• _WRITTEN TASK_
Please convert the part of the material that opens with the line containing "task: segment the alloy wheel" and closes with the line containing "17 108 L 21", both included, into a numbered list, leaving out blank lines and pictures.

━━ EXERCISE DATA ━━

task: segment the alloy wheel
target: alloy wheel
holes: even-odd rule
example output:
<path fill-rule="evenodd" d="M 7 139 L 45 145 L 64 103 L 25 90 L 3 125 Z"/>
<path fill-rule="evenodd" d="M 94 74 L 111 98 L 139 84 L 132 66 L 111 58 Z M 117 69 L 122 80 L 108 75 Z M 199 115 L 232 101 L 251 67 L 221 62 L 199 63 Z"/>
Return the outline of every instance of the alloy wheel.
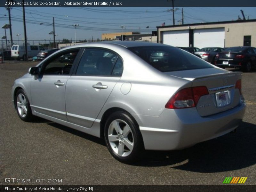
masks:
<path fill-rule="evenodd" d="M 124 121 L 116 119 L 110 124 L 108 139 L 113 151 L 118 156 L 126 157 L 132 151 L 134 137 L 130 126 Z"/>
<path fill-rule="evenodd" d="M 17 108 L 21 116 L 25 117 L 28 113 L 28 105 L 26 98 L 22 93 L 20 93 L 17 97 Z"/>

━━━
━━ EXERCISE DATA ━━

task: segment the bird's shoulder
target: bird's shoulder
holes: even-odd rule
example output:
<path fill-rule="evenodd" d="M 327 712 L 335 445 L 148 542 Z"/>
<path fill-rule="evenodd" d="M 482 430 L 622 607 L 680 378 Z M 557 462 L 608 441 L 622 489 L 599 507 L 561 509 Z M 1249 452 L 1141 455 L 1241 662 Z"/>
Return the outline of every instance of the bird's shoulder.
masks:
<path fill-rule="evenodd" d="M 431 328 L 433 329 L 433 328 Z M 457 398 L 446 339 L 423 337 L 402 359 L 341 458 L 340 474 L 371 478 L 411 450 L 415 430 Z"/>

━━━

• _SOLUTION TO THIS EXERCISE_
1. task: segment the alloy wheel
2. target: alloy wheel
3. holes: even-odd rule
4. example output:
5. <path fill-rule="evenodd" d="M 7 139 L 45 145 L 64 103 L 25 90 L 3 125 Z"/>
6. <path fill-rule="evenodd" d="M 94 74 L 111 98 L 139 84 L 132 66 L 111 58 Z M 117 69 L 122 80 L 108 75 Z M 199 115 L 232 101 L 251 67 L 221 62 L 199 63 Z"/>
7. Return the outline of every instance of the alloy wheel.
8. masks:
9. <path fill-rule="evenodd" d="M 124 121 L 116 119 L 110 124 L 108 139 L 113 151 L 118 156 L 126 157 L 132 151 L 134 137 L 130 126 Z"/>
10. <path fill-rule="evenodd" d="M 17 108 L 21 116 L 25 117 L 28 113 L 28 105 L 26 98 L 22 93 L 20 93 L 17 97 Z"/>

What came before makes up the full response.